- _DATASET ROWS_
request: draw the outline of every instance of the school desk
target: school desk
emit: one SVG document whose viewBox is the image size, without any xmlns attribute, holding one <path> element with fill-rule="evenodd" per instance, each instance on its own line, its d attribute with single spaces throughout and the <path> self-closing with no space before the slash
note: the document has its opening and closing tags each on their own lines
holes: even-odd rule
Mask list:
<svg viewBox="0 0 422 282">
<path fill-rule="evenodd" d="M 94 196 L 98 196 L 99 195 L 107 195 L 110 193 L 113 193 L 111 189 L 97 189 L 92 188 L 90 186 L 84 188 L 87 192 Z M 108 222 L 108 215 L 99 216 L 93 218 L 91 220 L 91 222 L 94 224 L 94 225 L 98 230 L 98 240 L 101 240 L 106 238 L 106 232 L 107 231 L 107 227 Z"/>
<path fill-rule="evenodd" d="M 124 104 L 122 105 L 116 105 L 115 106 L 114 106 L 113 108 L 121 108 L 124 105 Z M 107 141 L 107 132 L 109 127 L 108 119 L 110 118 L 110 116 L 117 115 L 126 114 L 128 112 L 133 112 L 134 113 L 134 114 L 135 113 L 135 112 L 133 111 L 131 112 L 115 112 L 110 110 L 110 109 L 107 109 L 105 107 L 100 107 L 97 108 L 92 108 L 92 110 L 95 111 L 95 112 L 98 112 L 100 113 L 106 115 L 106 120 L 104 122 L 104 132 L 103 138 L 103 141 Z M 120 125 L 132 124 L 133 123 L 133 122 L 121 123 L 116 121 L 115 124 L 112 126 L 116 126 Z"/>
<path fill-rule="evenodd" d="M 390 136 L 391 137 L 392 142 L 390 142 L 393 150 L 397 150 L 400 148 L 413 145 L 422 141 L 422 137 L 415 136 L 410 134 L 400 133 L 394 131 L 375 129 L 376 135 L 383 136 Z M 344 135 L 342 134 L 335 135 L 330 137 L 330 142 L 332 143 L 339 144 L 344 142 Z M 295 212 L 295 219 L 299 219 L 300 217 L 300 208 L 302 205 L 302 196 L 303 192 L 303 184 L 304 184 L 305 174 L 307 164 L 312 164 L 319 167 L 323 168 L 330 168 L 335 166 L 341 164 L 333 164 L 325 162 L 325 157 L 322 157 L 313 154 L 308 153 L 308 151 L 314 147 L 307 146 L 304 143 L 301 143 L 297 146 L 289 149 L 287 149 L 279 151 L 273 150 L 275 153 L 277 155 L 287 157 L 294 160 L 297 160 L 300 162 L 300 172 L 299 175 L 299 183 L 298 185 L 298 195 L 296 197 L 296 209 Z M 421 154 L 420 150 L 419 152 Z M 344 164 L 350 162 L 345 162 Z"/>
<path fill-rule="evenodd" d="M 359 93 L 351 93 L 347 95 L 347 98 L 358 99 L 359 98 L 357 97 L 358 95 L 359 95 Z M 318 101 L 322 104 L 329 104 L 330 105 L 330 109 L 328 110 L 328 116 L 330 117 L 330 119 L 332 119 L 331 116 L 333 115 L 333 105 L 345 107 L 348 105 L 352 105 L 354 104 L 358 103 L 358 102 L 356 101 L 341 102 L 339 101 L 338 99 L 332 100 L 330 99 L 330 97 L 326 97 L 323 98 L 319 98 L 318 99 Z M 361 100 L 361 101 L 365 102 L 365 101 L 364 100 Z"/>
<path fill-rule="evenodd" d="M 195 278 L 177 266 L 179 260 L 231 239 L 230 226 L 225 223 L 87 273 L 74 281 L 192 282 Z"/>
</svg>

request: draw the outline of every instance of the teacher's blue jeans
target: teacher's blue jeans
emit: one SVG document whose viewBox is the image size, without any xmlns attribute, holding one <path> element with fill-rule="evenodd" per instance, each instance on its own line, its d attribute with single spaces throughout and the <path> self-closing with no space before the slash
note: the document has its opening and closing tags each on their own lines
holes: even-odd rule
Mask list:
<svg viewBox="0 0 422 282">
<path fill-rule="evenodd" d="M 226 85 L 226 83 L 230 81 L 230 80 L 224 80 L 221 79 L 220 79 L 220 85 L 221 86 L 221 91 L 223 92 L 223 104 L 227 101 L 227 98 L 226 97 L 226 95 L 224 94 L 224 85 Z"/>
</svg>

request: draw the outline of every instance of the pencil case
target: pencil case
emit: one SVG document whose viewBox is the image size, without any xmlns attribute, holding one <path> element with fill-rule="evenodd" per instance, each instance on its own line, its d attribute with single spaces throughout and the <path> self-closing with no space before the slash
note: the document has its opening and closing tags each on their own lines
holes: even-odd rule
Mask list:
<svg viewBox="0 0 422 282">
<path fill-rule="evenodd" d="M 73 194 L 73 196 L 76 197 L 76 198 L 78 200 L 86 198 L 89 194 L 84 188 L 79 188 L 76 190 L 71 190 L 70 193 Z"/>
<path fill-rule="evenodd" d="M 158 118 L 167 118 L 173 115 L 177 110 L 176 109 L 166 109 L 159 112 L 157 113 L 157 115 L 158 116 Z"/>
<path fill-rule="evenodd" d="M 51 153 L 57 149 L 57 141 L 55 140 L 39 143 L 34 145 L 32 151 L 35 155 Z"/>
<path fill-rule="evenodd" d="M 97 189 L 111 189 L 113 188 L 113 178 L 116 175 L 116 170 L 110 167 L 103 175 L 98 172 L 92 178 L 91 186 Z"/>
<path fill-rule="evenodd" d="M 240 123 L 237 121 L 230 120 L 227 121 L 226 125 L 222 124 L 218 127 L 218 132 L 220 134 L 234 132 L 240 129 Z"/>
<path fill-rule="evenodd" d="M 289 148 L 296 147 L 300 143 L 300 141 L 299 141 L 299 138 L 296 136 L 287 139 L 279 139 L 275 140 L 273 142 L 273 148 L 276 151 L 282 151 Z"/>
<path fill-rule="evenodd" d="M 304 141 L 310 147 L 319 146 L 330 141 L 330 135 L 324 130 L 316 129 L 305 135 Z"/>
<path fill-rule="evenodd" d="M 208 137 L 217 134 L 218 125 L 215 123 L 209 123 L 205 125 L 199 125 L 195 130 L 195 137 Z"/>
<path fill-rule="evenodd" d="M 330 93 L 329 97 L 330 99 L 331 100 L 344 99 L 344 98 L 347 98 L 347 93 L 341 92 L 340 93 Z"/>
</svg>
* * *
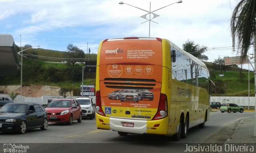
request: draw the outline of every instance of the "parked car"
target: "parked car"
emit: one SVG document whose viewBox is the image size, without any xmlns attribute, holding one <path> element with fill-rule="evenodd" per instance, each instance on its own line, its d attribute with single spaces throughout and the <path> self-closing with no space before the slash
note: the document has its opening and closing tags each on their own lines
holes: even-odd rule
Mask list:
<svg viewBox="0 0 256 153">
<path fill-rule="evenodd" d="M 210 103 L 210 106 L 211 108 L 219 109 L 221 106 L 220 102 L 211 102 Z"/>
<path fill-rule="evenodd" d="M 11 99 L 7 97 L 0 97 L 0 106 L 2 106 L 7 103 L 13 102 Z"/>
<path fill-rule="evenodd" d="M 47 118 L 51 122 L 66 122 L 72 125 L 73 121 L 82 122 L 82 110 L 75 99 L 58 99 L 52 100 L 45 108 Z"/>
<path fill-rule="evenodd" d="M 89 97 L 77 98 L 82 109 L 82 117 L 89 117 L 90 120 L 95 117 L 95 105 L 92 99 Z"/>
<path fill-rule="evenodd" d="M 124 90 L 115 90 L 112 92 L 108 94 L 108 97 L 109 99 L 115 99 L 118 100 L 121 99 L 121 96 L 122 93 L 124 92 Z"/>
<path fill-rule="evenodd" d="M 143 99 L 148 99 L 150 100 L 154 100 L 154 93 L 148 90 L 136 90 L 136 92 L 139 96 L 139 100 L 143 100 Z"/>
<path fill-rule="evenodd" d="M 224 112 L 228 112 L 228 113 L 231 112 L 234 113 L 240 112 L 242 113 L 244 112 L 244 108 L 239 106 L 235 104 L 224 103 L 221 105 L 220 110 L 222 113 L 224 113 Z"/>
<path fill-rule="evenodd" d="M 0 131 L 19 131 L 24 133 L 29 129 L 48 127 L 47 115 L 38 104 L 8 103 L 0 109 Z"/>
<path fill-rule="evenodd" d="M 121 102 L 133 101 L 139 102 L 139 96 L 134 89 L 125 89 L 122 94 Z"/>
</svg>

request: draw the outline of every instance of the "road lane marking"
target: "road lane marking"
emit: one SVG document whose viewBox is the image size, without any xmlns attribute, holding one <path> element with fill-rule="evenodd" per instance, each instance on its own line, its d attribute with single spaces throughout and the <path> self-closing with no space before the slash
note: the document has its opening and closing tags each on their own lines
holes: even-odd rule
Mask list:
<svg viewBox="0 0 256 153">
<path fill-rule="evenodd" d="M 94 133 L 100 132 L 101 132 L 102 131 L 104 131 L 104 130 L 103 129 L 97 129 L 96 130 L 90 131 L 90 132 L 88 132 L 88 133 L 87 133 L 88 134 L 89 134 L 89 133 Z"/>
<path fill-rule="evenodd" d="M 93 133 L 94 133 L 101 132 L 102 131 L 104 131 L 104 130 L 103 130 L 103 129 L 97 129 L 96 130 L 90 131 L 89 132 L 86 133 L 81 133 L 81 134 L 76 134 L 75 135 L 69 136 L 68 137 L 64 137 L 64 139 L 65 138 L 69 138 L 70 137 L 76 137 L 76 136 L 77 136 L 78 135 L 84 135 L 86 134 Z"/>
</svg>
--
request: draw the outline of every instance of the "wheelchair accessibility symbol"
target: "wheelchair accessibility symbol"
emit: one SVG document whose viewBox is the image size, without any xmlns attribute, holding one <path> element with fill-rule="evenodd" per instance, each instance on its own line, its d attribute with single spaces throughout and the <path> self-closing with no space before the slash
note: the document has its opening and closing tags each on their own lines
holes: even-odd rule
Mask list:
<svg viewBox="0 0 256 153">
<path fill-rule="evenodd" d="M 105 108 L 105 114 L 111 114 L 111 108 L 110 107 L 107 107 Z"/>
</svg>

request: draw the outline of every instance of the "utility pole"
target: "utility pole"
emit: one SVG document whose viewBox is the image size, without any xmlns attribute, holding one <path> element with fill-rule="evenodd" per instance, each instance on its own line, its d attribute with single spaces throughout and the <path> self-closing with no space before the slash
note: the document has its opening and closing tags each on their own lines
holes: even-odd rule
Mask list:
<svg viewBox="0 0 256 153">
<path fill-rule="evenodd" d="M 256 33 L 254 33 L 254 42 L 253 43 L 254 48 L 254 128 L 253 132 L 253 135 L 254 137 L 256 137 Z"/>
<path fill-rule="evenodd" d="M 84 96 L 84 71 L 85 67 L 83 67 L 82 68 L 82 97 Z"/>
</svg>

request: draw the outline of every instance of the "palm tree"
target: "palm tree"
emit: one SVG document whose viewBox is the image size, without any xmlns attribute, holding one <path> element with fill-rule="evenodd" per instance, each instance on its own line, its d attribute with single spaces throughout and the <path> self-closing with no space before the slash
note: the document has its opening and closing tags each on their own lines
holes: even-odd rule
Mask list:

- _REQUIREMENTS_
Change "pencil case" to "pencil sharpener" in the part of the items that opens with the line containing "request: draw the outline of every instance of the pencil" and closes with the line containing "target: pencil case". Give back only those lines, with nothing else altered.

- _RESULT FOR THIS TASK_
request: draw the outline of every instance of the pencil sharpener
target: pencil sharpener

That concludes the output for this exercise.